__Given problem A__
Could you set down the passage from the vent tube thread below, from "## phreebsd (Dec" to "sucking or blowing.", keeping every word and mark unchanged?

# # #

Yea but I think that if you run the tube all the way to the pod than the oil and air will naturally seperate and the oil will drain down and the crankcase will breathe. The hose is too long for the air to stay under the oil and keep pushing it.

Also don't forget hot air reduces hp. This vent tube may not reduce it much but we spend alot of money trying to pick up 1 hp here and 2 hp there.


----------



## bump530 (Jan 5, 2009)

yeah i know hot air reduces, but i would rather have my vent inside my airbox. ur more likely to get water in your oil with the vent outside the airbox. clark is living proof lmfao


----------



## phreebsd (Dec 16, 2004)

Now that i think about it, when i took off the airbox lid and filter i put my finger over the hole from the vent tube it was blowing. if that's the case wheres the entry point for the air to begin with. 
Dangit. when i get home im taking a look. 
i have to know positively is it sucking or blowing. 

i was lookin at yer pics Head..
whre does that vent run? into that black tube there?


----------



## HeadC1 (Feb 11, 2009)

Ha when I was looking at it this morning I didn't even think about it being solid from that black tube over to the where the vent line is coming down. It may be, but I'm not sure what it does there. I wish I had one open to look at right now, as long as it aint mine.

# # #

__Given problem B__
Which of the rows below contain the word "white"? Pick out each of those rows and copy it in full.

# # #

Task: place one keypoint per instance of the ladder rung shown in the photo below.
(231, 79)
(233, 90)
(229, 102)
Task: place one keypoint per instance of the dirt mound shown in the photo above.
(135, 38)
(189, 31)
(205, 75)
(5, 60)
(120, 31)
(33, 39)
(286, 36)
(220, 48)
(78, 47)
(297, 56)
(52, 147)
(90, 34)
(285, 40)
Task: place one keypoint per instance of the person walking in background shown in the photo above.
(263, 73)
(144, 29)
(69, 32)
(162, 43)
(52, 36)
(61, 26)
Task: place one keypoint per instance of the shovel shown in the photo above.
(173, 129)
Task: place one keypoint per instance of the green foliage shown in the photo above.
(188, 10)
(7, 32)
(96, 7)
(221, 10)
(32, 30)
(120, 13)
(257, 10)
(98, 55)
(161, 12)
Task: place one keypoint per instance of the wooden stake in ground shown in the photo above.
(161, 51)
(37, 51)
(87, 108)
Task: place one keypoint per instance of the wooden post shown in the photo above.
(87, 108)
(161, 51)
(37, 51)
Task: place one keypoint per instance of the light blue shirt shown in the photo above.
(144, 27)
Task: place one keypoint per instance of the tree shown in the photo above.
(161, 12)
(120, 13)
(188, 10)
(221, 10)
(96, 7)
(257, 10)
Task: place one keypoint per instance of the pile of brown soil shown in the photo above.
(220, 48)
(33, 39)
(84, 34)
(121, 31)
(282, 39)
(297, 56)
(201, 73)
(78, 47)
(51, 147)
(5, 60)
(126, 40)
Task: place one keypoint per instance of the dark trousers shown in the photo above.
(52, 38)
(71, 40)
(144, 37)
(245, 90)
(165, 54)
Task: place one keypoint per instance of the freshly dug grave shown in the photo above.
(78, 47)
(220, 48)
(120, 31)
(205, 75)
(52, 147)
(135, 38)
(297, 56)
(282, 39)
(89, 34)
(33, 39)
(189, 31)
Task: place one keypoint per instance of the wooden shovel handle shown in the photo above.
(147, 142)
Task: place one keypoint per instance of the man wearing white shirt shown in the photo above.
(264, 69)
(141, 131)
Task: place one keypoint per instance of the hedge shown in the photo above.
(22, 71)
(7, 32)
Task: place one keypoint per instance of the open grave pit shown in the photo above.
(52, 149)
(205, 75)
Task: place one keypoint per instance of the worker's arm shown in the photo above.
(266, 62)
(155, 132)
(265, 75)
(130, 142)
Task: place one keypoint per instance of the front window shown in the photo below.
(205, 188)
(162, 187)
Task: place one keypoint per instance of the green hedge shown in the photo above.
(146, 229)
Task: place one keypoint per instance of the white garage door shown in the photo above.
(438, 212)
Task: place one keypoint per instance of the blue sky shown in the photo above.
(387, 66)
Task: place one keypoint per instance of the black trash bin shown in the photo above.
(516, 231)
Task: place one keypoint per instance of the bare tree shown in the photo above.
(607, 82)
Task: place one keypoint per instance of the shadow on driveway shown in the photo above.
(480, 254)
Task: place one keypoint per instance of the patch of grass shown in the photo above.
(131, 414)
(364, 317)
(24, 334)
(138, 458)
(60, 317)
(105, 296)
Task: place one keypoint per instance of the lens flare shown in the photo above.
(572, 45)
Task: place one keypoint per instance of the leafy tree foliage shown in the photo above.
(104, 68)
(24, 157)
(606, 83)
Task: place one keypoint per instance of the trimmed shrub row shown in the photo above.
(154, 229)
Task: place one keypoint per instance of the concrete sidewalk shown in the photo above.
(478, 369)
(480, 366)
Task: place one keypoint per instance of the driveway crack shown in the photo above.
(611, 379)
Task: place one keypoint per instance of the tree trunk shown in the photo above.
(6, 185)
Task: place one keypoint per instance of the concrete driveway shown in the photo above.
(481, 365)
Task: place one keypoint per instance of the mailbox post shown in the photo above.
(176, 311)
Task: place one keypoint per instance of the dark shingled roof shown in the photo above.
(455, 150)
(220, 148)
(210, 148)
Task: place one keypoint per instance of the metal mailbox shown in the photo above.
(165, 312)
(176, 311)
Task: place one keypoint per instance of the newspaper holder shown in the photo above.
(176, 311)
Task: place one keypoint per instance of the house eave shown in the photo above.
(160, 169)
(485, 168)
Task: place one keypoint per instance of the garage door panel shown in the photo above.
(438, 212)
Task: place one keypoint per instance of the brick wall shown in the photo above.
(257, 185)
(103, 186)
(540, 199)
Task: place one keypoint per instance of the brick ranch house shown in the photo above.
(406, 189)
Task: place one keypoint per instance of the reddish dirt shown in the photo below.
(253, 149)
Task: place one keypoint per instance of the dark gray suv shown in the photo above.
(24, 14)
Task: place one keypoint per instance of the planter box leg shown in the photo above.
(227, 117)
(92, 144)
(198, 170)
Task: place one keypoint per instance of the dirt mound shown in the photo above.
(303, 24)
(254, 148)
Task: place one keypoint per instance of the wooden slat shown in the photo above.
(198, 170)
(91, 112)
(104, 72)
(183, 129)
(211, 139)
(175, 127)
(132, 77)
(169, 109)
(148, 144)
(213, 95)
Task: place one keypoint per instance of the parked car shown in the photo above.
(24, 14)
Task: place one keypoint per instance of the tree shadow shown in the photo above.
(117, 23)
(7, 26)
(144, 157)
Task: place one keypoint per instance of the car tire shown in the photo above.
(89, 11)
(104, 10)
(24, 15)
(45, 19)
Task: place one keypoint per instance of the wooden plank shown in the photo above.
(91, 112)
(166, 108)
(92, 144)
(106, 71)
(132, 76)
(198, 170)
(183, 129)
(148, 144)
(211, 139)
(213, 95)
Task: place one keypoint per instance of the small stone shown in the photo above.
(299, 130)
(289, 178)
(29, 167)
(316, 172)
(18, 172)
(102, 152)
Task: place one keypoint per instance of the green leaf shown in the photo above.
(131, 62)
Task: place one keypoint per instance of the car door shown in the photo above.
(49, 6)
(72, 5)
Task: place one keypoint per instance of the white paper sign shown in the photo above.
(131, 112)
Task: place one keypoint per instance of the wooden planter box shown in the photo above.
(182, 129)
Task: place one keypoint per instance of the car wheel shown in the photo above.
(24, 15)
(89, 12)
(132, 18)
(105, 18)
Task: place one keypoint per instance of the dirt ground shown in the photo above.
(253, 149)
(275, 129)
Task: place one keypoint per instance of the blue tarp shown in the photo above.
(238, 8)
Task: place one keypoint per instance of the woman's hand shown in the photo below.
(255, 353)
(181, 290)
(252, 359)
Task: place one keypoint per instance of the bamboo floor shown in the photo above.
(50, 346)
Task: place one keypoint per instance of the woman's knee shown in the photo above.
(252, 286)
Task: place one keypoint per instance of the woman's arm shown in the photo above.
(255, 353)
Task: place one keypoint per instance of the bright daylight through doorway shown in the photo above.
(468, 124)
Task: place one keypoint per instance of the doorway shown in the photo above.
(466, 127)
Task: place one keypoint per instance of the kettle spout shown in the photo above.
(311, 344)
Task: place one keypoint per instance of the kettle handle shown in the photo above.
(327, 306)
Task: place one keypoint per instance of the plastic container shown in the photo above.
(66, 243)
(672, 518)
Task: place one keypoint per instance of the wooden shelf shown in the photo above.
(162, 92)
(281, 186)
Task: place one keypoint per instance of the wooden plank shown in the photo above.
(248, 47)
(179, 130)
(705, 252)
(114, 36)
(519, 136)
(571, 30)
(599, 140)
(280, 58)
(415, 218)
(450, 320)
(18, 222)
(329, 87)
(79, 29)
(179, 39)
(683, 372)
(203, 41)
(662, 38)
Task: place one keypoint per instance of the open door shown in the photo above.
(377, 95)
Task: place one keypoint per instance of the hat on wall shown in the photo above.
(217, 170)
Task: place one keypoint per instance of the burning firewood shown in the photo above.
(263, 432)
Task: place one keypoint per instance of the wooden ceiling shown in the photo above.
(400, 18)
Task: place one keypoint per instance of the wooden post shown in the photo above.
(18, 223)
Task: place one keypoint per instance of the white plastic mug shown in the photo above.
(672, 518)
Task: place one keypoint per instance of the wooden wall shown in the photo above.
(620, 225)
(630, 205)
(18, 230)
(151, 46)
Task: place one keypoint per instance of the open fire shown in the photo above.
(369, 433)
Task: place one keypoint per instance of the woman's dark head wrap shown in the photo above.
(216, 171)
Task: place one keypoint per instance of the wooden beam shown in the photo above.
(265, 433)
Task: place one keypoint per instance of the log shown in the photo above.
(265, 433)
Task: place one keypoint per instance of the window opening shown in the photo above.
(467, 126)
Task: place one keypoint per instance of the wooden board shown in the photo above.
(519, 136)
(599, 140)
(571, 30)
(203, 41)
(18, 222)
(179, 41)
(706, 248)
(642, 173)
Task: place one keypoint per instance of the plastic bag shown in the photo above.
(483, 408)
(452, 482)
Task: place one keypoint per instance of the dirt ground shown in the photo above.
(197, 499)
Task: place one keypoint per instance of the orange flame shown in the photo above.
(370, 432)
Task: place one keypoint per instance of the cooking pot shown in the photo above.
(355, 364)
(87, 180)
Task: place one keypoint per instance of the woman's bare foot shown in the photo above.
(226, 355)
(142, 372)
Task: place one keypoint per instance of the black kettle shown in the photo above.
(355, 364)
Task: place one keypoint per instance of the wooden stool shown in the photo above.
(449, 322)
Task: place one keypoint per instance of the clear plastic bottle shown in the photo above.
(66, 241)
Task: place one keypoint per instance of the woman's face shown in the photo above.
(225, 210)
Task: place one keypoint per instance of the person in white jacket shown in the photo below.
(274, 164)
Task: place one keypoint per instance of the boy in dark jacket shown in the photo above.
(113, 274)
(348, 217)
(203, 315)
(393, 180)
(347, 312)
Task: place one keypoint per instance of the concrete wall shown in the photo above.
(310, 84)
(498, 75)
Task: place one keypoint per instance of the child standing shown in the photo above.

# # #

__Task output A__
## phreebsd (Dec 16, 2004)

Now that i think about it, when i took off the airbox lid and filter i put my finger over the hole from the vent tube it was blowing. if that's the case wheres the entry point for the air to begin with. 
Dangit. when i get home im taking a look. 
i have to know positively is it sucking or blowing.

__Task output B__
Task: place one keypoint per instance of the man wearing white shirt shown in the photo above.
Task: place one keypoint per instance of the white garage door shown in the photo above.
Task: place one keypoint per instance of the white paper sign shown in the photo above.
Task: place one keypoint per instance of the white plastic mug shown in the photo above.
Task: place one keypoint per instance of the person in white jacket shown in the photo below.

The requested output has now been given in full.